Region pointing data
Start of Block

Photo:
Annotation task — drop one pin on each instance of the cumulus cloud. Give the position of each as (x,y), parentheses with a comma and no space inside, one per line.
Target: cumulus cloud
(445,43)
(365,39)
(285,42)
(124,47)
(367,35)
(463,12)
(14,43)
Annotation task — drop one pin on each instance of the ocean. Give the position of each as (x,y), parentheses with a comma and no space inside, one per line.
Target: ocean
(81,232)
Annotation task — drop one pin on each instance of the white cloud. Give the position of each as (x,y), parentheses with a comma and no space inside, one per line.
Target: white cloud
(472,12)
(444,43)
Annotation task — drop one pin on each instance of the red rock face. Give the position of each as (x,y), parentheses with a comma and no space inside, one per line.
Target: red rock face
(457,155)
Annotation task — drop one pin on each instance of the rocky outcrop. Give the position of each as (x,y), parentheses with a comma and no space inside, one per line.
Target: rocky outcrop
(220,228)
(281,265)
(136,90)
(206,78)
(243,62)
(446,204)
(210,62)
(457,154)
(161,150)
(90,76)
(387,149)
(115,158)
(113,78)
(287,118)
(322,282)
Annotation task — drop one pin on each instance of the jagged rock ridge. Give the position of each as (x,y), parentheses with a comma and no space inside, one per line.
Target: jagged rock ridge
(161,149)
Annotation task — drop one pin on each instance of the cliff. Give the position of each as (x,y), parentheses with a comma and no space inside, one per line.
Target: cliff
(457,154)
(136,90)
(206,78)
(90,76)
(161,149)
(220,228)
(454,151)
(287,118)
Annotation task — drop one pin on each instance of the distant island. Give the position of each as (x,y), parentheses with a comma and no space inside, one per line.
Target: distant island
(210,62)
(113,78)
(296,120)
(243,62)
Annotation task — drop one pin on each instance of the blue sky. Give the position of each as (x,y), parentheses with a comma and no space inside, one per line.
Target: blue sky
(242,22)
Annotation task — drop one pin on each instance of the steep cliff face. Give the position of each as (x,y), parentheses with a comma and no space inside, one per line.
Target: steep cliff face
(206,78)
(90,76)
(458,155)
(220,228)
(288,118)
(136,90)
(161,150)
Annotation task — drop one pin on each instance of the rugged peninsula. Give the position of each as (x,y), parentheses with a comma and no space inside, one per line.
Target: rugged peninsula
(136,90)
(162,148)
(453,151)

End of Block

Could the data above be set down exactly, in full?

Photo:
Annotation task — drop one pin on each instance of the cumulus cloud. Give the position of each as (x,y), parentheses with a comma and no space inside, one per line.
Target: cumulus cloud
(445,43)
(365,39)
(285,42)
(124,47)
(367,35)
(463,12)
(14,43)
Annotation task — drop one pin on each instance of the ocean. Give the position of each as (x,y), parentheses with a comma and no space inside, one per line.
Target: ocean
(81,232)
Annotation task — drop one pin on each instance of the white cloud. Give the position of each as (x,y), parentheses with a comma and no space inside, one per line.
Target: white cloud
(472,12)
(444,43)
Annotation task — drop one pin on each instance of the red rock face. Give the position of each as (x,y), parentheses with a comma and no space inside, one per line.
Target: red rock face
(457,155)
Annotation task — drop one pin on each instance of the rocky outcrop. Give the position of each as (x,y), parentheses with a comma and no space inside, one per line.
Target: rocky outcrop
(220,228)
(281,265)
(136,90)
(206,78)
(243,62)
(446,204)
(210,62)
(457,154)
(161,150)
(90,76)
(387,149)
(115,158)
(113,78)
(287,118)
(322,282)
Annotation task — drop one pin on each instance of the jagged rock ridge. Give the position of each as (x,y), parentheses with a comma and no space inside, one per line.
Target: jagged rock ridge
(161,149)
Annotation task — drop one pin on each instance of the cliff. Give the position of each as (x,y), parentheses with a comma and no space inside, one per line.
Target: cliff
(457,154)
(136,90)
(206,78)
(90,76)
(161,149)
(220,228)
(454,151)
(287,118)
Annotation task — drop one pin on each instance of the distant island. Give the position of each as (x,y), parentheses with a comma and no space inside, one per line.
Target: distant island
(210,62)
(113,78)
(296,120)
(243,62)
Annotation task — drop one pin on each instance of the blue sky. Give the position of each as (x,y), parentheses with a comma and no space inside, one per line.
Target: blue sky
(242,22)
Annotation task — drop one pin on each instance of the steep cliff face. Give the position of each as (x,y), parentheses with a comma and no space inside, one per line.
Target: steep cliff face
(206,78)
(90,76)
(458,155)
(220,228)
(288,118)
(136,90)
(161,150)
Annotation task — drop one pin on each instance of the rugged peninsula. Give the position of each as (x,y), parentheses with a comma and no space inside, one per line.
Target: rugged peninsula
(136,90)
(162,148)
(453,151)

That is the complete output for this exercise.